## WHAT IS ASKED
A. In the text about Every Past Thing, who is the novel's protagonist?
B. Copy the text about Every Past Thing word for word, starting with "But my heart" and going on through "have moved her.".

## TEXT
We’ve had much good signal and noise in the air here about The Pirate’s Daughter, rising electric from the combination of Errol Flynn, the island of Jamaica, and prose that is beautiful enough to grant the taste and breath of the islands. There will be news of that novel in the next few days.
But my heart and mind turn again and again these days to another title on our list. I’ve written here about editing Every Past Thing, about being carried on Pamela Thompson’s voice, about my falling for the novel’s protagonist, Mary Jane Elmer, about how the book seems to me in the lineage of Edith Wharton, Virginia Woolf, Henry James. For reasons I’d love to discuss soundly with the entire National Book Critics Circle, I believe the discussion should be wide of this astounding literary accomplishment, this assured debut novel, this rare story of a woman in New York in 1899 who rebuilds her heart when she realizes that she has lost a sense of where her love lies among all the men who have moved her.
I want every reader of serious fiction to know of this masterful novel, copies of which I carry with me everywhere these days. Of course I have no idea how many of those readers ever arrive at this site, but let me turn a leaf of Pamela’s prose here for those who do:
from Every Past Thing:
She fishes in her bag for the maroon pebbles she picked up on the street and drops one into her saucer. One, he loves me. Two, he loves me not. If Jimmy Roberts walked in the door, would he recognize her? He who promised, I will remember you all my days.What did any promise mean, if one were false? She examines her own. To collect nail clippings, stones, dates, newspaper notices; to fill the green book with what she knows of life. To find her own Method. Yet she does not put away the pebbles and takes the cap off her pen . . . . under Thing(s):
As little as I know of Natural History, I know enough to see that rocks are nothing living. If some are formed in Fire, most are the children of Monotony: the wind that brushes by again and again, the water that tumbles down along a course whose variety only Years reveal. Their slow Settling—that is not a story human patience can stand.
She is not so steady as all that, so perhaps it is ill-conceived to think of the stories she might write as stones, for that makes their author water (and she is not so free). Something hard is in her, and needs to find a corresponding hardness in the world. Would that her products were so elegant as the oyster’s. She feels kinship with that repetitive mollusk, who makes such a production of injury and intruders, wrapping the innocent grain. The guilt of the oyster is hers.
The end of the sand, and the start of the pearl. Jimmy Roberts entered her world, and she has ever after been embroidering him with her own substance. If he knew what worlds were made of his words—
If, what?
That is what she has come to find out. She can imagine the end of the story. She has lived nearly four decades, and watched all the while. The mollusk makes something else altogether of a grain of sand, and the pearl never again rests on the beach, a grain among grains. The man never again a man among fellows. Yes, she knows that this wrapping of her own substance around this foreign body, Jimmy Roberts—no one hers, no one she has any claim to touch or hold or keep—is a long violence, the wrapping a killing, her words a winding-sheet about one who lives. She hopes he lives. But it has been years since his last letter.

## DATA LINES
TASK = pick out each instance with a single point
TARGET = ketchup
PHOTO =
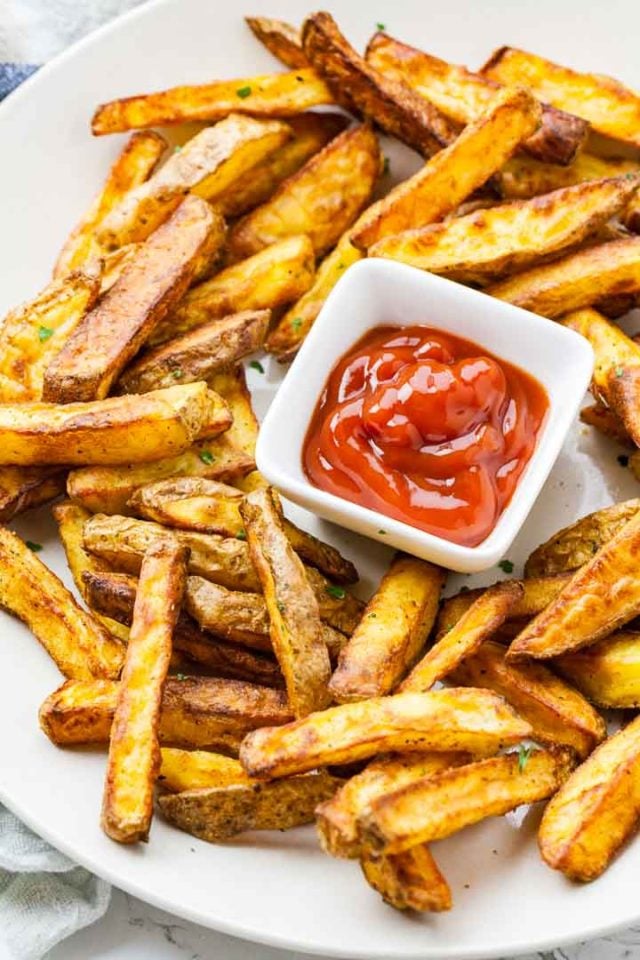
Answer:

## ANSWERS TO THE EXERCISE
A. Mary Jane Elmer

B.
But my heart and mind turn again and again these days to another title on our list. I’ve written here about editing Every Past Thing, about being carried on Pamela Thompson’s voice, about my falling for the novel’s protagonist, Mary Jane Elmer, about how the book seems to me in the lineage of Edith Wharton, Virginia Woolf, Henry James. For reasons I’d love to discuss soundly with the entire National Book Critics Circle, I believe the discussion should be wide of this astounding literary accomplishment, this assured debut novel, this rare story of a woman in New York in 1899 who rebuilds her heart when she realizes that she has lost a sense of where her love lies among all the men who have moved her.